• _Exercise requirements_
Write out all of the rows below as a JSON list of strings, one string per line, leaving out any blank lines.

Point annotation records
┌──

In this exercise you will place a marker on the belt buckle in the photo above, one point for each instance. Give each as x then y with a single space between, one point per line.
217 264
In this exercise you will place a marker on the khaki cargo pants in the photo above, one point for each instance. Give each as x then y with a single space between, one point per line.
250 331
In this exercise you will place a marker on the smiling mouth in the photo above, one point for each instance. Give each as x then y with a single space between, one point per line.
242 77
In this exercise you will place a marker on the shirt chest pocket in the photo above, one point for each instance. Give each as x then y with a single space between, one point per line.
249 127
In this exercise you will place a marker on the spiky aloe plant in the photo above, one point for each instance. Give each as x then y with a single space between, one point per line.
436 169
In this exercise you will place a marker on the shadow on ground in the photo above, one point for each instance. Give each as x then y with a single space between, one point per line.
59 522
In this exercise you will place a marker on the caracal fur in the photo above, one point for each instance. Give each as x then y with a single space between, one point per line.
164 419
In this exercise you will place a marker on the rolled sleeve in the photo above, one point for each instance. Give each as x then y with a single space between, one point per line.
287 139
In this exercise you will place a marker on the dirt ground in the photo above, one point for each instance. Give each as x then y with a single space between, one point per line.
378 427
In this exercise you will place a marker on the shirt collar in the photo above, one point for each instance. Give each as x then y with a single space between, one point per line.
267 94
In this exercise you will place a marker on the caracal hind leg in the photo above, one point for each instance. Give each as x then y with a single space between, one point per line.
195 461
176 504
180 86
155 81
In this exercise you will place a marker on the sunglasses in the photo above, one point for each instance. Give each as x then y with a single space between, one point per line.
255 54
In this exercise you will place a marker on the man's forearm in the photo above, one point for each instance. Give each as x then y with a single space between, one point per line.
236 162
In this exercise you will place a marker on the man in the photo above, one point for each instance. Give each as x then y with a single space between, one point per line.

└──

• _Finished exercise_
[
  "In this exercise you will place a marker on the belt buckle in the photo above, one point for each instance. Give each as x then y with a single space between, one point per line.",
  "217 264",
  "In this exercise you will place a marker on the khaki cargo pants in the photo above, one point for each instance. Give each as x then y with a single space between, one point per line.",
  "250 331",
  "In this exercise you will place a marker on the smiling mouth in the photo above, one point for each instance. Give each as x then y with a single space between, one point per line.",
  "242 77",
  "In this exercise you will place a marker on the shirt chest pocket in the photo above, one point for each instance. Give each as x then y with a single space between, one point per line.",
  "249 127",
  "In this exercise you will place a marker on the spiky aloe plant in the photo above, one point for each instance. Give each as x then y with a single space between, one point per line.",
  "436 169",
  "In this exercise you will place a marker on the shadow on ground in the photo above, one point for each instance. Give each as x then y with a single space between, one point per line.",
  "59 522",
  "In this exercise you will place a marker on the caracal fur in the photo above, one point for each instance. Give each as x then y with a single space between, one point per line.",
  "164 419",
  "In this exercise you will place a marker on the rolled sleeve in the photo above, one point for each instance. Give each as x then y with a single space between, one point per line.",
  "287 139",
  "In this exercise you will place a marker on the dirt ground in the photo above, one point for each instance. Give each as x then y with a single space between, one point per line.",
  "378 427",
  "In this exercise you will place a marker on the shirt collar in the photo above, one point for each instance. Give each as x then y with a single space between, one point per line.",
  "267 94",
  "In this exercise you will place a marker on the caracal hind leg in the photo above, one point for each instance. Give each as x then y with a single space between, one point per line.",
  "195 461",
  "176 504",
  "180 86",
  "155 81",
  "In this exercise you will place a marker on the sunglasses in the photo above, one point for each instance. Give each as x then y with a single space between, one point per line.",
  "255 54",
  "In this exercise you will place a marker on the man's forearm in the photo above, one point for each instance. Give each as x then y with a single space between, one point per line.",
  "236 162",
  "In this exercise you will place a marker on the man in the photo above, one point for each instance. Give each as x then y with a single space between, one point per line."
]